**EXTRACTED TEXT**
F-Line -- good analysis on a suburban areas infrastructure needs

Unfortunately, the developers of the two principal parcels are not the same and the City of Waltham has not apparently provided any coordination

https://goo.gl/maps/CpZoeqhbTPB2

The only thing that is contiguous is Eversource's HV Transmission Line easement
 
Tomas said most of the project will be privately funded but that developers are working with state officials to identify a possible public/private partnership for the Route 117 bridge construction, the largest part of the improvement project.

Tomas said by and large, the office and retail development can’t begin until the road improvement projects start. He hopes construction on Phase II of the project can begin by 2018.

Welp, that's pure fantasy. Beyond the simple impossibility of obtaining MassDOT funding for a project that isn't in the CIP, with an envisioned start date 18 months away, through a PPP (which MassDOT doesn't really know how to do), MassDOT isn't just going to adopt their proposed road layout, nor should they. Earlier versions of road improvements for this project had the developer funding a new bridge across 128, but not Interstate ramp changes. If MassDOT wants to rationalize the Route 20 exit and add 117 access - and they should - it should be a real project that isn't just designed to shuttle people to a lifestyle center.
 

TJRileyMass -- You need to read these kinds of "news stories" -- which are actually PR pieces with a degree of skepticism

While the developer had in its pocket everything it needed to do the Clarks, Marshalls and Market Basket phase -- the same can not be said about Phase 2

you can see that a lot of Phase 2 is speculative -- my highlights in bold and my comments embedded in [comment]
Below we break down what the next phase of the project could look like, what the proposed traffic adjustments are, and what the timeline of the process is.

**EXERCISE DIRECTIONS**
In the excerpt about the Waltham development, by what year does Tomas hope construction on Phase II can begin? Answer using only the excerpt, with no outside knowledge.

**ENTRIES PROVIDED**
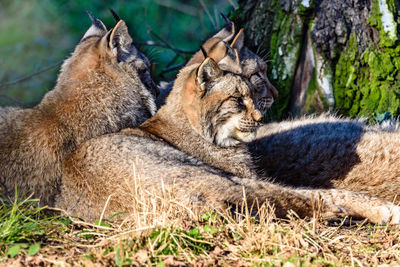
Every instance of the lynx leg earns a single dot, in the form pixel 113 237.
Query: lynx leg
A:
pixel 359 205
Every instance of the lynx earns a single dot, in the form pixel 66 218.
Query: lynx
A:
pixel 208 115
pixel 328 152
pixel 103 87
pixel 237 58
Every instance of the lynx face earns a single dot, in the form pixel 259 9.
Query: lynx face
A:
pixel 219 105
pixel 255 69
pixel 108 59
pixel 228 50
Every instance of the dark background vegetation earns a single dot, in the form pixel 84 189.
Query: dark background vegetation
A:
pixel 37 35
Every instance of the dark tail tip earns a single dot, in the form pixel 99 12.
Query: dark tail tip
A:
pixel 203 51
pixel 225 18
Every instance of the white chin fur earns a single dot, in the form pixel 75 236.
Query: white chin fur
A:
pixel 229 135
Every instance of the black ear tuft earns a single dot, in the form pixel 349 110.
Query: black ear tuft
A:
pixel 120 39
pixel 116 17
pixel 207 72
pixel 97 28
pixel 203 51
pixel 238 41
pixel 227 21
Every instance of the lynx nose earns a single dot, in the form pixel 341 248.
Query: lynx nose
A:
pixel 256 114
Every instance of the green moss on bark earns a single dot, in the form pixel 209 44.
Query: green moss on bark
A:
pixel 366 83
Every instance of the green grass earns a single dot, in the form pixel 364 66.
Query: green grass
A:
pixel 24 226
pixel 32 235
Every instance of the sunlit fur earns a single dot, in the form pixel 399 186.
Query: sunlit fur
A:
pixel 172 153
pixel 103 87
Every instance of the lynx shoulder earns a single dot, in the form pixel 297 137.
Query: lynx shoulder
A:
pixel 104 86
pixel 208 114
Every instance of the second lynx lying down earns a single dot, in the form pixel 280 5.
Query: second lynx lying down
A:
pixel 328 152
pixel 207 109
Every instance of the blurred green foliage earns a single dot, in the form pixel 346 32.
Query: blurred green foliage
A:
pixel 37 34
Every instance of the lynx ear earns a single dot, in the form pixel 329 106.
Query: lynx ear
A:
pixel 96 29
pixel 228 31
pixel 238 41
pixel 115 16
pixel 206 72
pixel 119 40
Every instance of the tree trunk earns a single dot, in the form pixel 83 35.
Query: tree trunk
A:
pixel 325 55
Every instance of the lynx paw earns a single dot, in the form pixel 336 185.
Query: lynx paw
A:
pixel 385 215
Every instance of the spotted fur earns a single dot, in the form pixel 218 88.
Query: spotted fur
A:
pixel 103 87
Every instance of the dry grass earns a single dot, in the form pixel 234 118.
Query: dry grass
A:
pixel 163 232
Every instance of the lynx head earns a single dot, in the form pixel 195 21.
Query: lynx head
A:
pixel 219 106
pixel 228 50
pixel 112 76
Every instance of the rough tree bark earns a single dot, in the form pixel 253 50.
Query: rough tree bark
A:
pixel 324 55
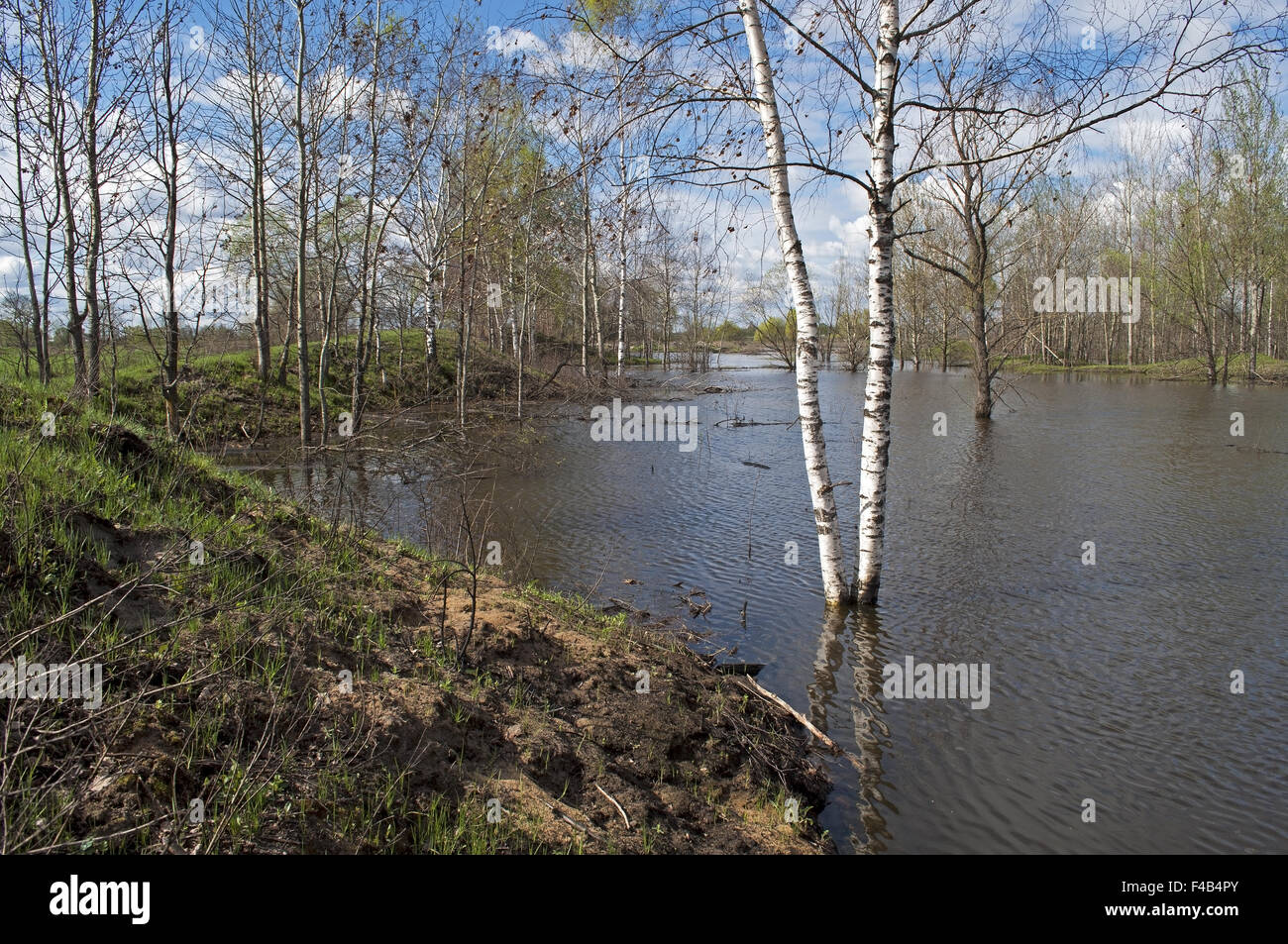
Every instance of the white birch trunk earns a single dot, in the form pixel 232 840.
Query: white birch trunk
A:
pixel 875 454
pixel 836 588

**RESULT OF THIS TASK**
2018